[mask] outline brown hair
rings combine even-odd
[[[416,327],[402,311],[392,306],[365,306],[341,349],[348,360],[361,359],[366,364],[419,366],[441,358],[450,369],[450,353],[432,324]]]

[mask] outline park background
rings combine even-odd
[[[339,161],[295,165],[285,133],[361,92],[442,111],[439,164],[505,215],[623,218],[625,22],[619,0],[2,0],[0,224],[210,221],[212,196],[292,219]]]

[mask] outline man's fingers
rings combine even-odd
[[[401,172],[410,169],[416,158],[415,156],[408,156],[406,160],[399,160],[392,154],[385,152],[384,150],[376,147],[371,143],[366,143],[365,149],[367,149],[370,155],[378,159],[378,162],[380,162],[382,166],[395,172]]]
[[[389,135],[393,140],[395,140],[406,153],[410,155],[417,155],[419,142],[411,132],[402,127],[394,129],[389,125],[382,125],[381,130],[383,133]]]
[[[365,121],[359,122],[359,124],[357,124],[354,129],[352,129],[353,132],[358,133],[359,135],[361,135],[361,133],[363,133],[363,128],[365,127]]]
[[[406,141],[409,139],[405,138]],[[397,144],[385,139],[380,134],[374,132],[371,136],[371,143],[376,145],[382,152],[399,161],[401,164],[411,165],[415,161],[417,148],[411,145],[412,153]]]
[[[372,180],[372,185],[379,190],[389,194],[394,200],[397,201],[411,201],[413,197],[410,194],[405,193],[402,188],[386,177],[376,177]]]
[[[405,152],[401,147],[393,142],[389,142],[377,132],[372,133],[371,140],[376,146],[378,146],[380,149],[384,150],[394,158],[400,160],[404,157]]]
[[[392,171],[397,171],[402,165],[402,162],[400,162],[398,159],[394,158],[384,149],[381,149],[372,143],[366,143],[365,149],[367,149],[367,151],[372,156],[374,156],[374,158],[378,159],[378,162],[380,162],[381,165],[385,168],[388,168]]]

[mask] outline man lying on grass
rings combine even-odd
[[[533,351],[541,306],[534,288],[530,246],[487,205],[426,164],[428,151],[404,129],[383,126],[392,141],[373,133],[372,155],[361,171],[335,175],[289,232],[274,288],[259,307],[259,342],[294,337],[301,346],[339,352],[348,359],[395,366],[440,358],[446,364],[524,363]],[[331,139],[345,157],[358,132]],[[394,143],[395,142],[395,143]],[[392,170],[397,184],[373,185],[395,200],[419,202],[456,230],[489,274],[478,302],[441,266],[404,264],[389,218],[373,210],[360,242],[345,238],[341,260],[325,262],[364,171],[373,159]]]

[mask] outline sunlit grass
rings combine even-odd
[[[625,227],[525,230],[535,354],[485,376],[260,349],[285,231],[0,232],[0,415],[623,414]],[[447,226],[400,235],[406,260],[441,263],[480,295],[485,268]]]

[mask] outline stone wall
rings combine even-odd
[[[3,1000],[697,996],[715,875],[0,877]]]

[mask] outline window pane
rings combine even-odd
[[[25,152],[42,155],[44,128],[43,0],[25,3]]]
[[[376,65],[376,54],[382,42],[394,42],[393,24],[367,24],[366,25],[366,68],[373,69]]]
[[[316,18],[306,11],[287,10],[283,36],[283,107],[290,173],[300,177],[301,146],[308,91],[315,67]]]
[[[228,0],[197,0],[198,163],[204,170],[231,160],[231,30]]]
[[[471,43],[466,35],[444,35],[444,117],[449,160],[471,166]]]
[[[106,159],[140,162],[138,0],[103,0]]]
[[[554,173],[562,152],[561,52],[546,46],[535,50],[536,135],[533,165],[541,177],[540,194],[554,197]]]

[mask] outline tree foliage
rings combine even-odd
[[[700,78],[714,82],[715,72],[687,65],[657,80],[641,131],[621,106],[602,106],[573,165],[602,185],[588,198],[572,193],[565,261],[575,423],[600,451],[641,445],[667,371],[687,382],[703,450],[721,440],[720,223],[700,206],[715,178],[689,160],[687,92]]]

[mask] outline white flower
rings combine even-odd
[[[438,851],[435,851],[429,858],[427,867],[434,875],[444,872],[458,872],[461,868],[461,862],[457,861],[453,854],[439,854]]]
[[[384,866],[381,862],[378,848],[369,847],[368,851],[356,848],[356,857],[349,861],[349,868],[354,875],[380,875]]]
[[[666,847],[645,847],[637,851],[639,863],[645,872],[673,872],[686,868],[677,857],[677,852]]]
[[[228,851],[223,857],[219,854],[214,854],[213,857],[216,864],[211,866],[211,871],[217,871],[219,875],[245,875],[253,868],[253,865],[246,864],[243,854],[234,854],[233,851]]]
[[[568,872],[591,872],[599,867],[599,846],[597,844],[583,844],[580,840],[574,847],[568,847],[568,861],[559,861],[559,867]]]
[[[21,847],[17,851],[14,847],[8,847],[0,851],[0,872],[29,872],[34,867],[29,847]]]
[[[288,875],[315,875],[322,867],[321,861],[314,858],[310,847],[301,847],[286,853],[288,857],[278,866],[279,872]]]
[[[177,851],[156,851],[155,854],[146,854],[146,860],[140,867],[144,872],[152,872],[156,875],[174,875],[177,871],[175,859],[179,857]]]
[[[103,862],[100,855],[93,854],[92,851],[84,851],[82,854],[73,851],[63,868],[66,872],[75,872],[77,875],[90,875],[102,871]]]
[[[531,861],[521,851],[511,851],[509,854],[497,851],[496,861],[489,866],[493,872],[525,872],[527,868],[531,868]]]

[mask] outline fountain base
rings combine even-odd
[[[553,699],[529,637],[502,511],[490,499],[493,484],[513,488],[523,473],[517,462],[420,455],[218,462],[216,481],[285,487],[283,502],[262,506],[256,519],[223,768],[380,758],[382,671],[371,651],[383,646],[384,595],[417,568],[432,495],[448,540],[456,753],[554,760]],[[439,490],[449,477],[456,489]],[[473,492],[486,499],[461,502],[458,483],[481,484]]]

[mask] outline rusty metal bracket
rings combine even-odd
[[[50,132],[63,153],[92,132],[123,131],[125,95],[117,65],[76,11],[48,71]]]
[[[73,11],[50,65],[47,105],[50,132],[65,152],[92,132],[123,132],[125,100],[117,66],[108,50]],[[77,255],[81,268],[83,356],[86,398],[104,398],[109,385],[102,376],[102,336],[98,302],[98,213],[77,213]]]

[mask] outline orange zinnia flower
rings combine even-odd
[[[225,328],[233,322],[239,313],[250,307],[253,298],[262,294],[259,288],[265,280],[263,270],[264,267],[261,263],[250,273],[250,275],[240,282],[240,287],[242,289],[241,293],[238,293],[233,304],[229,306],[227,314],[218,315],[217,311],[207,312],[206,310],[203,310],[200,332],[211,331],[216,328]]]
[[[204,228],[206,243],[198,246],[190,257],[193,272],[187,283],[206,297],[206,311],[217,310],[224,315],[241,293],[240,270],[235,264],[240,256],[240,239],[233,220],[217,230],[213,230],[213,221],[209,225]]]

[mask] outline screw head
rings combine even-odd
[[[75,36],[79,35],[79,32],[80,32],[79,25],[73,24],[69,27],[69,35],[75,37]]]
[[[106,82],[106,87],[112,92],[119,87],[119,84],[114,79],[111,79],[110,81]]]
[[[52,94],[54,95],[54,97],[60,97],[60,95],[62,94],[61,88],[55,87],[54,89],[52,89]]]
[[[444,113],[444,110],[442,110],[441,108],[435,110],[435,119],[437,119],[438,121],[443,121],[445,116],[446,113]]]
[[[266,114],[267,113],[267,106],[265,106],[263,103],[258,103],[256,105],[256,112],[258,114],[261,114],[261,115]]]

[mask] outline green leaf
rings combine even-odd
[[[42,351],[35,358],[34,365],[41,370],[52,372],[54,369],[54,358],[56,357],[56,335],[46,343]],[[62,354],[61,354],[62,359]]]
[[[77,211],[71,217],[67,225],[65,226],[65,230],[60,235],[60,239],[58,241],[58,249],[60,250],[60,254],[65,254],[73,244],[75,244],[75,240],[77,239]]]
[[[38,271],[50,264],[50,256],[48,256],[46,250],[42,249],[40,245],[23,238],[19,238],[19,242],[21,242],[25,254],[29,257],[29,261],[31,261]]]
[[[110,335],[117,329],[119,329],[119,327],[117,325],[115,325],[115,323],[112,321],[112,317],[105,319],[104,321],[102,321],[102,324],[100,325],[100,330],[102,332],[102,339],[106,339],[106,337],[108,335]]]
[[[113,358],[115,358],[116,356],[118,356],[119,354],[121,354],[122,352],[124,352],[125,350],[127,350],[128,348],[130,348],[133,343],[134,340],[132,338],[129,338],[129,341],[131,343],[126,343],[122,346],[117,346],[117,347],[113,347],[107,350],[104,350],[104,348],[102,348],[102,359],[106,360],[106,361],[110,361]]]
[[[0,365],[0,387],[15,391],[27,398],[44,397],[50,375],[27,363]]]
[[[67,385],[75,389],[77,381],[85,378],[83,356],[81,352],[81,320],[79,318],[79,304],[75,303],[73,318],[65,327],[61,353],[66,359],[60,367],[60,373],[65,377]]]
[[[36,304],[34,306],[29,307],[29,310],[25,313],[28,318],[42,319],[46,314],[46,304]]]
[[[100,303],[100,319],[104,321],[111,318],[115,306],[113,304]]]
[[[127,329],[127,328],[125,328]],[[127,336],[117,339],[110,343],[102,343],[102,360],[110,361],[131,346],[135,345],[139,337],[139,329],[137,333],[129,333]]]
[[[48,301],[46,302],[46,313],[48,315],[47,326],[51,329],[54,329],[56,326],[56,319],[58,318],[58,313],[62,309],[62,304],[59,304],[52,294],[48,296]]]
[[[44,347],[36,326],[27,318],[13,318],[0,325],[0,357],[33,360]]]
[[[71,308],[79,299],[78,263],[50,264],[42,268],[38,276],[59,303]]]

HOW TO COMPLETE THIS TASK:
Count the lines in the listing where the string "grass" appears. Answer with the number only.

TASK SOLUTION:
2